Stored data entries:

============

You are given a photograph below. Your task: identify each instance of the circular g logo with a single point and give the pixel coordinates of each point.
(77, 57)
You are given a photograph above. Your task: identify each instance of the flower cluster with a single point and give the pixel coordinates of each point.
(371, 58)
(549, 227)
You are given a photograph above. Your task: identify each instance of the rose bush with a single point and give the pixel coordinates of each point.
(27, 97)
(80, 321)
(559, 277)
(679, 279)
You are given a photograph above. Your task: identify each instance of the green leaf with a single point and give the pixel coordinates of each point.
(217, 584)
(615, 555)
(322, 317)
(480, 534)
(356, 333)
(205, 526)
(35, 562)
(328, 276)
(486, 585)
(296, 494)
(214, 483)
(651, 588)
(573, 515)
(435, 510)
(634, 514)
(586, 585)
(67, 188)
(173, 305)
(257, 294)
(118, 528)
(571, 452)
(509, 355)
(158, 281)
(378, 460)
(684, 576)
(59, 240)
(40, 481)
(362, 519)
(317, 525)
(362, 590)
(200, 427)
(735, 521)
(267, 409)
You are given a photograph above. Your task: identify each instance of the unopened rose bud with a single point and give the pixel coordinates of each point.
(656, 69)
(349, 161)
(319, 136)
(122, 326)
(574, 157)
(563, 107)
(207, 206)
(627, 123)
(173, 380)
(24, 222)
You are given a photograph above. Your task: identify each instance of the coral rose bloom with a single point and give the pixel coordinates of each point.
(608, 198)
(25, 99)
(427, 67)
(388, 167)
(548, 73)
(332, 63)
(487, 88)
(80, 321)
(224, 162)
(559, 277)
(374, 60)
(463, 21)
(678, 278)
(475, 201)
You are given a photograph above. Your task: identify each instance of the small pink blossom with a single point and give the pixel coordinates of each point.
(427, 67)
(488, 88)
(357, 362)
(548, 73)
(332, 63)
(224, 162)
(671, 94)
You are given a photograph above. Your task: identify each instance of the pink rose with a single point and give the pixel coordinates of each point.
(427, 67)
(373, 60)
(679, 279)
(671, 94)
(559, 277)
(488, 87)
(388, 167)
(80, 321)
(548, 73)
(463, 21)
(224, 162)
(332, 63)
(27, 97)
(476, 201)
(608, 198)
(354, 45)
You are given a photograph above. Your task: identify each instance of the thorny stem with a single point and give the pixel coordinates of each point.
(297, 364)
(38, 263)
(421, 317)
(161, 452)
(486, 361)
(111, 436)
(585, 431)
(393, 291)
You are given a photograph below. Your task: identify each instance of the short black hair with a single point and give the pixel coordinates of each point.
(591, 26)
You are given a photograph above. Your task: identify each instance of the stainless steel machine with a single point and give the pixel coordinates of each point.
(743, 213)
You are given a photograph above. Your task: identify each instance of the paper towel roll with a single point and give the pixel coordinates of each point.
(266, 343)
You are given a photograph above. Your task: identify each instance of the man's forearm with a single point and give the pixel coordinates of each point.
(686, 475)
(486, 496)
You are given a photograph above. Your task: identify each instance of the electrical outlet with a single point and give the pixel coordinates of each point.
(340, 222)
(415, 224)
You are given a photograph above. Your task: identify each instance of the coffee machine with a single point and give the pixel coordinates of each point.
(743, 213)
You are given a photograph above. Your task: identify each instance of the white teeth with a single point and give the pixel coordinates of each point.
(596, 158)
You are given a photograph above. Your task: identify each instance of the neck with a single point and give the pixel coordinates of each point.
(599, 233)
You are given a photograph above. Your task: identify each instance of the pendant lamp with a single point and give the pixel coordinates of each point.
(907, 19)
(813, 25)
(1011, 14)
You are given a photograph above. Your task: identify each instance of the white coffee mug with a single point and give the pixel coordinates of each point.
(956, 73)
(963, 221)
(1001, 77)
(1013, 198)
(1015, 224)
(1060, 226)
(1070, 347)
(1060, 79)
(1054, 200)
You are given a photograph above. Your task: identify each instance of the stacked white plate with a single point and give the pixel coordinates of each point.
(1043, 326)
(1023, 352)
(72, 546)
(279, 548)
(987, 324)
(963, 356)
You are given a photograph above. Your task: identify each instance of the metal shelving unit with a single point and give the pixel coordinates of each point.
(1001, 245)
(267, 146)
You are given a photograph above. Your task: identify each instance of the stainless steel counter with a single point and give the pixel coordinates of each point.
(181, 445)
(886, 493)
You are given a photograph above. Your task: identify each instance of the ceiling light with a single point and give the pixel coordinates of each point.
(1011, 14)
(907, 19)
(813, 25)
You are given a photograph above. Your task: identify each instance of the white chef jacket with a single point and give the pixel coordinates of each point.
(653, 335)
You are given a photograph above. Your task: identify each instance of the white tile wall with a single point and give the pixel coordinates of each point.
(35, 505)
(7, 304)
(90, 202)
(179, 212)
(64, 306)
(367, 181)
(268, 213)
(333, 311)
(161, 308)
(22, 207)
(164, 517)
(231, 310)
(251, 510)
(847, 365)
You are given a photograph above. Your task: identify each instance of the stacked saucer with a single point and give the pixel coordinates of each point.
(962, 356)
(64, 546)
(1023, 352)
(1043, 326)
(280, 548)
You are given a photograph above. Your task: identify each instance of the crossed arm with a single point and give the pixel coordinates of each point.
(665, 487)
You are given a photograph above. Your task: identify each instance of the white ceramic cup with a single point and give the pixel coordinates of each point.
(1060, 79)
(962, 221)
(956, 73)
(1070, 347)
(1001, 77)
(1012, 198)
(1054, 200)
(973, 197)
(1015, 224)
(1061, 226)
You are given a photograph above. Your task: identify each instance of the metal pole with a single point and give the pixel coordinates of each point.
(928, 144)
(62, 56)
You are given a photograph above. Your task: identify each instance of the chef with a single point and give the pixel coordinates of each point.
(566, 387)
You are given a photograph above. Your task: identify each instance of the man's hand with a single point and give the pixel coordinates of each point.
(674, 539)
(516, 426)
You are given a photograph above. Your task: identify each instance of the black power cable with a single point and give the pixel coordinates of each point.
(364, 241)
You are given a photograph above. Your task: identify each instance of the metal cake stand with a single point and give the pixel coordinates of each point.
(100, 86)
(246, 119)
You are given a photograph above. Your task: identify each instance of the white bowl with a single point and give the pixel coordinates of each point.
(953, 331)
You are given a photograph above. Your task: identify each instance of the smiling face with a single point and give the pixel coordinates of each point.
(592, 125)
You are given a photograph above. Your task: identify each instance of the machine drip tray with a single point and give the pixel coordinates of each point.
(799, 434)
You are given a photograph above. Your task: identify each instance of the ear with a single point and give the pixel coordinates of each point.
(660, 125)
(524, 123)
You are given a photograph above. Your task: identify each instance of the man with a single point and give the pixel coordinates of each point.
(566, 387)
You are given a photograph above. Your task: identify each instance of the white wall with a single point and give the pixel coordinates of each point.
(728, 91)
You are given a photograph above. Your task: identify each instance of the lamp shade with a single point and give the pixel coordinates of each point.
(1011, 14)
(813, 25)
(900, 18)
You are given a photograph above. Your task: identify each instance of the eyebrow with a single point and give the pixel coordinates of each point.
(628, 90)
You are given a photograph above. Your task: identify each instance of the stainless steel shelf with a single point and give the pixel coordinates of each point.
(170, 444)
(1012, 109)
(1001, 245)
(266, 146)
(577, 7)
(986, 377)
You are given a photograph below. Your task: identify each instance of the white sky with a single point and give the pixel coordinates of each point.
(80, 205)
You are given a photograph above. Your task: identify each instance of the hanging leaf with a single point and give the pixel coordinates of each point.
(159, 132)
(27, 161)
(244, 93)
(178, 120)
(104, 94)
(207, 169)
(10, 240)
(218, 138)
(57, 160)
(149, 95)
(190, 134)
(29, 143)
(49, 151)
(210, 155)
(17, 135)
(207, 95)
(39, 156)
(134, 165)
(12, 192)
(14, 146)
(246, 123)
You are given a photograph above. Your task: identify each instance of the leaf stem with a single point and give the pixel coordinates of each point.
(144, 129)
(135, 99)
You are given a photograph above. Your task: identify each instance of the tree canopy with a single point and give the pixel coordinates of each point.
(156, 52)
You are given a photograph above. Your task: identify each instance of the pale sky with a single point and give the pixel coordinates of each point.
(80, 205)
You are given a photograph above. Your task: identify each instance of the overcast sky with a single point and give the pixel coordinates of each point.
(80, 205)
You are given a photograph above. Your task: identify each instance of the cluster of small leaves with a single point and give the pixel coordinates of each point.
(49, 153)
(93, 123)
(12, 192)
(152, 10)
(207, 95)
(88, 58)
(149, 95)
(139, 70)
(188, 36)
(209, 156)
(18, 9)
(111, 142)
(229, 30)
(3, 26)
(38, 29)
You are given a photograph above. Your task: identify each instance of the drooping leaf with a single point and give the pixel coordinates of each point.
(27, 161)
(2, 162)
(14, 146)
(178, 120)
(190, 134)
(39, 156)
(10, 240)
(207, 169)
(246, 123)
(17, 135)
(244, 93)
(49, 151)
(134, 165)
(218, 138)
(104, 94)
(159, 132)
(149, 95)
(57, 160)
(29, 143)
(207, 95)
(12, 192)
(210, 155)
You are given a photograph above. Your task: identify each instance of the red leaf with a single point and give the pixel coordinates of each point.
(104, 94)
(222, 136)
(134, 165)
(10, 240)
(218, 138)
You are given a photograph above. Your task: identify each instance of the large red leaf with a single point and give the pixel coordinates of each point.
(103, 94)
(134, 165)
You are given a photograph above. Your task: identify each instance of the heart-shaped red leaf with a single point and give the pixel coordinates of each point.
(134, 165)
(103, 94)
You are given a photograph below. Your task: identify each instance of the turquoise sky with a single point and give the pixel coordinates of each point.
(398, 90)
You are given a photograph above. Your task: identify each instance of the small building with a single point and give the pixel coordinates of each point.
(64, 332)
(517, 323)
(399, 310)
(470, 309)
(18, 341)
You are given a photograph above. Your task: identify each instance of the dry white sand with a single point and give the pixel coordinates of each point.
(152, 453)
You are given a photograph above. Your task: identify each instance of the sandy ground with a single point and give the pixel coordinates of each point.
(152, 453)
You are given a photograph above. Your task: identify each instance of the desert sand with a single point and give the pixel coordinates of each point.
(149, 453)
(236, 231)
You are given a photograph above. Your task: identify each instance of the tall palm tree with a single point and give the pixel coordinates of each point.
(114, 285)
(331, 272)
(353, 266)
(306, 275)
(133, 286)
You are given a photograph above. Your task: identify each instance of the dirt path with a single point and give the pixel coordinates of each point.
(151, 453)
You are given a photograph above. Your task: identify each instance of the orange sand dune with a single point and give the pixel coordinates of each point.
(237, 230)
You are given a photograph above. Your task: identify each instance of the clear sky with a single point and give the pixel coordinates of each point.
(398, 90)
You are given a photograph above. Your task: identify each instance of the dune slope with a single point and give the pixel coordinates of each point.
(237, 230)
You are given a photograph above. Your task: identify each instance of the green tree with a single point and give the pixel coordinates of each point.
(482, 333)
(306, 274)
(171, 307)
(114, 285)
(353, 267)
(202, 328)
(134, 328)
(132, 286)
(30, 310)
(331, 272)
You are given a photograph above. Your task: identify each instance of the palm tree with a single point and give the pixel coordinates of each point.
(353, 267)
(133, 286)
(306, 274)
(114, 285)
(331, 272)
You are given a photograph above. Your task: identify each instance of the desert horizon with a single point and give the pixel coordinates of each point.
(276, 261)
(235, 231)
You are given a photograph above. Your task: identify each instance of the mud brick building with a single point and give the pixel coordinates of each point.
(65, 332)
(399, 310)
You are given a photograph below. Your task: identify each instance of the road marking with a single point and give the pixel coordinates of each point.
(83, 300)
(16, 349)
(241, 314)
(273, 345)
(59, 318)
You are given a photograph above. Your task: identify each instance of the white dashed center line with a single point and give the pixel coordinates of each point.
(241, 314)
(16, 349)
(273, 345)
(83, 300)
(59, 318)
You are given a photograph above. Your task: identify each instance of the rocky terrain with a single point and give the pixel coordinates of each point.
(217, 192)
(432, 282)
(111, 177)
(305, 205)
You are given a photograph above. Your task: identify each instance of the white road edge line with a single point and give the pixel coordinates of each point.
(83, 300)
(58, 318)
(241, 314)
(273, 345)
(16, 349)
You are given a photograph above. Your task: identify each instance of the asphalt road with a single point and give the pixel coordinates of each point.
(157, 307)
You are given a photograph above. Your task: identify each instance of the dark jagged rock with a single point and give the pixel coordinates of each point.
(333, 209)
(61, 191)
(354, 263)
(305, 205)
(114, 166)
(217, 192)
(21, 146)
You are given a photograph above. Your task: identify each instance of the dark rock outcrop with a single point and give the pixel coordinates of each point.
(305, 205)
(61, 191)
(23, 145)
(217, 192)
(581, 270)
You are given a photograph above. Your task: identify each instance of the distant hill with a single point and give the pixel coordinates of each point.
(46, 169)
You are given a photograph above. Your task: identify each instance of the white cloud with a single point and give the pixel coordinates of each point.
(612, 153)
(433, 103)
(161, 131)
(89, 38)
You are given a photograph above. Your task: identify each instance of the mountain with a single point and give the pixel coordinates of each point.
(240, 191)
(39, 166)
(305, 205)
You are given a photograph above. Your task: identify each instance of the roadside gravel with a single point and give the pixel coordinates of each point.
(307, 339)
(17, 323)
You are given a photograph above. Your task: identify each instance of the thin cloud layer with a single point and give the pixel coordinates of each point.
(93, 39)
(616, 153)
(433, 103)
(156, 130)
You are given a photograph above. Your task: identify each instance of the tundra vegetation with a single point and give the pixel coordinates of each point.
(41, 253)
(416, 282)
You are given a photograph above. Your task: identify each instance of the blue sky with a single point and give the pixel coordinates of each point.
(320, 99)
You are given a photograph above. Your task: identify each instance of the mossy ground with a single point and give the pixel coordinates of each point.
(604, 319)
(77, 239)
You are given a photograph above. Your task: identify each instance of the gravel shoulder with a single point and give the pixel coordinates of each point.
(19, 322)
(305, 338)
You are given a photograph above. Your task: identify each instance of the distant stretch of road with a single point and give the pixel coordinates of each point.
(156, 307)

============

### What you will do
Output the lines from the line containing "of the tundra" to the end, both included; add nothing.

### Final result
You are given a photograph above. Your task: identify each instance of the tundra vegetation with a single point and give the pixel coordinates of each point.
(41, 253)
(416, 282)
You are given a photograph above. Your task: identify each instance of the blue sky with a single point and give the pixel coordinates of each point.
(320, 99)
You are given a photograph above. Your task: identify each instance of the mossy ground with a single point and give the pixel coordinates of each point.
(604, 319)
(77, 239)
You are given a photograph above. Your task: identify each instance of the gravel shoulder with a single point and give the pixel coordinates of each point.
(19, 322)
(305, 338)
You are given a photograph above. Your task: identify each instance of the distant stretch of road with a single point and give the pixel coordinates of each point.
(156, 307)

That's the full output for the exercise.